GESPEICHERTE DATEN →
·····

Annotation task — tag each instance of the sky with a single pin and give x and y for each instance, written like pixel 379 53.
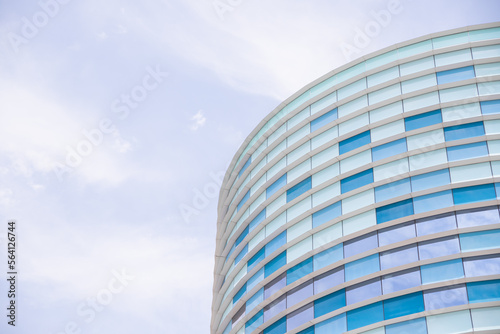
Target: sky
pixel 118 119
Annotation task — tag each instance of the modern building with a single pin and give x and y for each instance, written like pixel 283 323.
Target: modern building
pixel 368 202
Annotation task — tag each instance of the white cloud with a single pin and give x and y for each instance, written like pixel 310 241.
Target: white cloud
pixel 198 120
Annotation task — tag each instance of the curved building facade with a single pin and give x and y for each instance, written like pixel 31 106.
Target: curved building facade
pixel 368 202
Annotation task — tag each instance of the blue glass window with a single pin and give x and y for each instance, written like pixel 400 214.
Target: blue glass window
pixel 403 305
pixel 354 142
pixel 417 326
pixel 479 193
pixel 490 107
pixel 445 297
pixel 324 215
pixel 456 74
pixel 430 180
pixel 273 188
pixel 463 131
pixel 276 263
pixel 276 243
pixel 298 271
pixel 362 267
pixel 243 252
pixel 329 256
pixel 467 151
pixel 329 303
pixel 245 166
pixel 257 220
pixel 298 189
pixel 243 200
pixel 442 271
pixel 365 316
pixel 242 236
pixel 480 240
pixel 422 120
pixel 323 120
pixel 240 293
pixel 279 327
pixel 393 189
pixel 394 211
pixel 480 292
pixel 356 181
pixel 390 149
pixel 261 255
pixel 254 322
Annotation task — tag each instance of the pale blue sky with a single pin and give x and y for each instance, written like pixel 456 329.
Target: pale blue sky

·····

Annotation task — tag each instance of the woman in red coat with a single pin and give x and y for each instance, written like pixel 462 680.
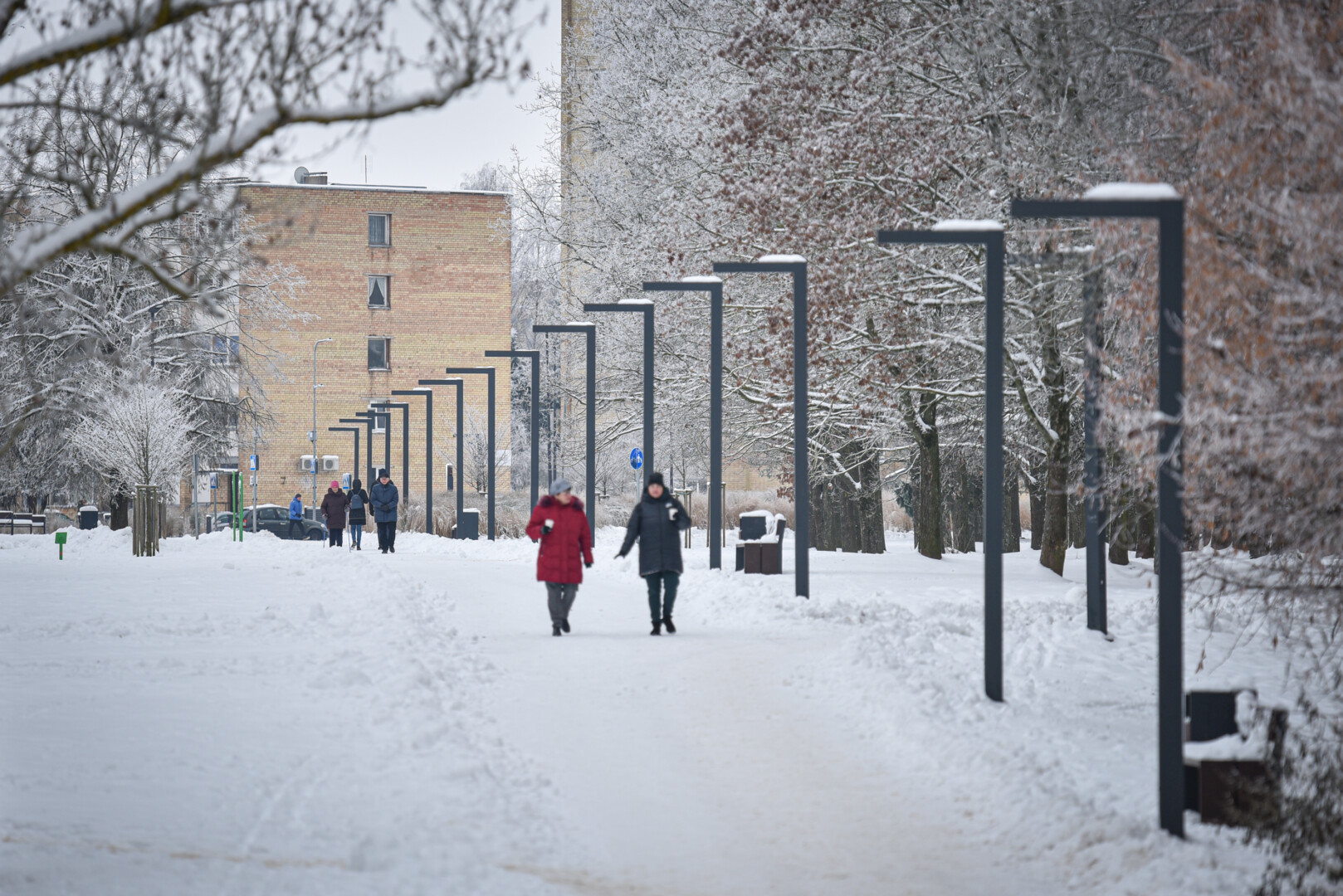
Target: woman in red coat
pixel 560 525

·····

Schreibe den Abschnitt der Liste unverändert ab, der mit der Zeile beginnt, die „Annotation task — tag each instance of the curved“ enthält, und mit der Zeile endet, die „pixel 254 322“ enthält. Beide Zeilen gehören dazu.

VOLLSTÄNDIGE ANTWORT →
Annotation task — tag each instance of the curved building facade with a single pin and give x and y for each instance, written like pixel 31 106.
Target: curved building facade
pixel 368 202
Annotation task — tag each instance of the blue glass window with a single pin and give x and y for each instance, written like pixel 400 214.
Target: blue glass window
pixel 403 305
pixel 354 142
pixel 417 326
pixel 479 193
pixel 490 107
pixel 445 297
pixel 324 215
pixel 456 74
pixel 430 180
pixel 273 188
pixel 463 131
pixel 276 263
pixel 276 243
pixel 298 271
pixel 362 267
pixel 243 252
pixel 329 256
pixel 467 151
pixel 329 303
pixel 245 166
pixel 257 220
pixel 298 189
pixel 243 200
pixel 442 271
pixel 365 316
pixel 242 236
pixel 480 240
pixel 422 120
pixel 323 120
pixel 240 293
pixel 279 327
pixel 393 189
pixel 394 211
pixel 480 292
pixel 356 181
pixel 390 149
pixel 261 255
pixel 254 322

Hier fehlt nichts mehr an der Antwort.